● Text extract:
[BEGIN]
Flying the Nest, posted with vodpod

As thousands of young people prepare to fly the nest for university this week, a new study by Endsleigh, has revealed an emerging generation of internet-savvy students and midlife parents is significantly changing the way families are now keeping in touch.

According to the study, parents rely heavily on social media platforms like Facebook to keep tabs on their children once they’ve left home, with 75% admitting to regularly checking their profiles to see what they’ve been up to. However interestingly, only 36% of the 18-25 year olds surveyed are actually friends with their parents on Facebook and almost three quarters (72%) deliberately choose not to be as they do not want their parents seeing personal pictures and messages.

The study also shows that 72% of 18-25 year olds who have left home now use the internet to communicate with their parents – 36% via email, 23% use social media and 13% Skype.  Mobile phones are almost as popular to keep in touch, with 70% using their handsets to call home and 60% to send text messages to their parents.
[END]
● Data excerpts:
[BEGIN]
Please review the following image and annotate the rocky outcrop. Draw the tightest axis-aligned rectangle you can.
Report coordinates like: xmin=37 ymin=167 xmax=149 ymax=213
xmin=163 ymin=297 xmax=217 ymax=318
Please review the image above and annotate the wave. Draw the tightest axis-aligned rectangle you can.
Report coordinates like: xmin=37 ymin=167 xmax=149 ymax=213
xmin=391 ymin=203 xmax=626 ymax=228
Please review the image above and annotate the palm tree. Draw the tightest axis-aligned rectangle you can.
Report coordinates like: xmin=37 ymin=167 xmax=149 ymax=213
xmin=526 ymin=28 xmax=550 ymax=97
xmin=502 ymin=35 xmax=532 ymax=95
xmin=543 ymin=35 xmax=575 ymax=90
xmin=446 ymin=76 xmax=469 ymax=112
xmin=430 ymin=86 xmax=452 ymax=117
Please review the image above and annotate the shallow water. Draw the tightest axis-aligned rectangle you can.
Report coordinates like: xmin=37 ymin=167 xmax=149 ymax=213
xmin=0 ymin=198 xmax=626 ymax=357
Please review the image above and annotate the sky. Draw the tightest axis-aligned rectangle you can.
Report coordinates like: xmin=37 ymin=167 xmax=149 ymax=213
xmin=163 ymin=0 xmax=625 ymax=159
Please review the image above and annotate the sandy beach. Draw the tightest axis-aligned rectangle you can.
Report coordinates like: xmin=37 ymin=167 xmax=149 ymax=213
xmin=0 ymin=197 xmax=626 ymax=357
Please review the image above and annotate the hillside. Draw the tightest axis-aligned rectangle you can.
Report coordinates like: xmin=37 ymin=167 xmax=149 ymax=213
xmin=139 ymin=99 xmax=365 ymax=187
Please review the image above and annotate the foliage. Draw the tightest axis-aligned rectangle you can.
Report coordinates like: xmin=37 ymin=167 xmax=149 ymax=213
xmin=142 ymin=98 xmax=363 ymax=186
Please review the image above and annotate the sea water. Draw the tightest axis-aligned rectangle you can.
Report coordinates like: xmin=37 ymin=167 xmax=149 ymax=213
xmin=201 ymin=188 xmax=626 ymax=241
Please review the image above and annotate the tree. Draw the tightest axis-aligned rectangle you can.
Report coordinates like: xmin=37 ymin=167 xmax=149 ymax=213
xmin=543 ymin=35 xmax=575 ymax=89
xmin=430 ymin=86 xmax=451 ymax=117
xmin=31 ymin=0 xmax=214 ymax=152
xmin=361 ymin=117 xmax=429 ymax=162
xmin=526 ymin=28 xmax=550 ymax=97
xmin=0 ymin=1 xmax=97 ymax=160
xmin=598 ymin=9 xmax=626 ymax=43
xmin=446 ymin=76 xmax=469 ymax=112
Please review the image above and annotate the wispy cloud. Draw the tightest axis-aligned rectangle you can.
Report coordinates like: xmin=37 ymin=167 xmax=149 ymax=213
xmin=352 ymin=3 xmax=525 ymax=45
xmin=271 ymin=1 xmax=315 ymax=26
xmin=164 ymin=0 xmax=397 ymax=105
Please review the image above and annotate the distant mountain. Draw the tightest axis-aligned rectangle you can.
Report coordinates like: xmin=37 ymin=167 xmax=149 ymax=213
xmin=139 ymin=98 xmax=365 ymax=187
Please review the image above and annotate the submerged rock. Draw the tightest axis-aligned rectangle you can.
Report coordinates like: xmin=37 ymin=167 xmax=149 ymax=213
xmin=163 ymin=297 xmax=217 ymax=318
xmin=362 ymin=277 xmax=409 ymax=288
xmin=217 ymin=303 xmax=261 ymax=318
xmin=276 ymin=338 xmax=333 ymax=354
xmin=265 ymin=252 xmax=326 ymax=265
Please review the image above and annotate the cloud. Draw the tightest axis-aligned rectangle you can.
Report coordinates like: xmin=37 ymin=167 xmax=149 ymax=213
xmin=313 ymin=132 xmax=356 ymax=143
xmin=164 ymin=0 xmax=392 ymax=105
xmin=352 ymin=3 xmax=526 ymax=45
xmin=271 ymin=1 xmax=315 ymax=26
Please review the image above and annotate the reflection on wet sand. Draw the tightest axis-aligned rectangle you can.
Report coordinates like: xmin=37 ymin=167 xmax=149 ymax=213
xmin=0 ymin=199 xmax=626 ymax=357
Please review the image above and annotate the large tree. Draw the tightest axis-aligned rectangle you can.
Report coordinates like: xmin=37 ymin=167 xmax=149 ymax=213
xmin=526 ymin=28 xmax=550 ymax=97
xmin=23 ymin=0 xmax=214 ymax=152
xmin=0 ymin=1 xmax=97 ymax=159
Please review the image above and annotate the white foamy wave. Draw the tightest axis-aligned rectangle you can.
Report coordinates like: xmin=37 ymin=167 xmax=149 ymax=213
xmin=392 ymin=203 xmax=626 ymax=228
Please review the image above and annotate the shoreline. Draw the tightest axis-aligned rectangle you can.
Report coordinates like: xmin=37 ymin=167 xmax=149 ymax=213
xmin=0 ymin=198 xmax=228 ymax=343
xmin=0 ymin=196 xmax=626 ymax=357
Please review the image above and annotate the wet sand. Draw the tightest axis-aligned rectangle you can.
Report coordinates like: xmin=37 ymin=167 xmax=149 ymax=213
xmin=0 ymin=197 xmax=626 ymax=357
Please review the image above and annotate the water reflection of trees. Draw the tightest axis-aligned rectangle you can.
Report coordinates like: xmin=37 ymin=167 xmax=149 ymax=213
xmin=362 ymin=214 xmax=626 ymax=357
[END]
● Problems to solve:
(a) List every means the 18-25 year olds use to contact their parents that the article on students keeping in touch with family names, with the percentage it gives for each.
(b) Write the next part of the article on students keeping in touch with family, picking up after its last sentence.

● Answers:
(a)
- Email: 36%
- Social media: 23%
- Skype: 13%
- Calling home on mobile phones: 70%
- Text messages: 60%

(b)
Perhaps unsurprisingly, only 7% of young people use post to keep in touch with their parents, which has reduced considerably from previous generations – 25% of 45+ year old midlife parents surveyed in the same study used post to stay in touch with their parents when they first left home.

When it comes to working out how to do basic household tasks, young people are becoming increasingly independent and self-reliant, with 44% of 18-25 year olds choosing to use self-help websites such as YouTube or VideoJug to find out how to boil an egg, work a washing machine or iron a shirt, compared to only 20% contacting home.

However despite the rise in usage of the internet and social media, young people are getting more homesick than ever – 62% of the 18-25 years surveyed confessed to missing home when they first left, compared to 55% of the 45+ year olds who were asked the same question about when they first left home.

Young people still need the emotional support of parents, with 67% confessing that the main reason they contact home is for a general catch up. Surprisingly, only 13% of the young people surveyed contact home to ask for money.

Commenting on the findings, Relationship Expert Christine Webber said: “These days parents are becoming less anxious about their kids flying the nest as there are so many different ways to keep in touch, but they must be careful not to invade their privacy by checking up on them too much. However it seems nothing can replace the comfort of the human voice, which is why so many students still need to ring home for a regular catch up.”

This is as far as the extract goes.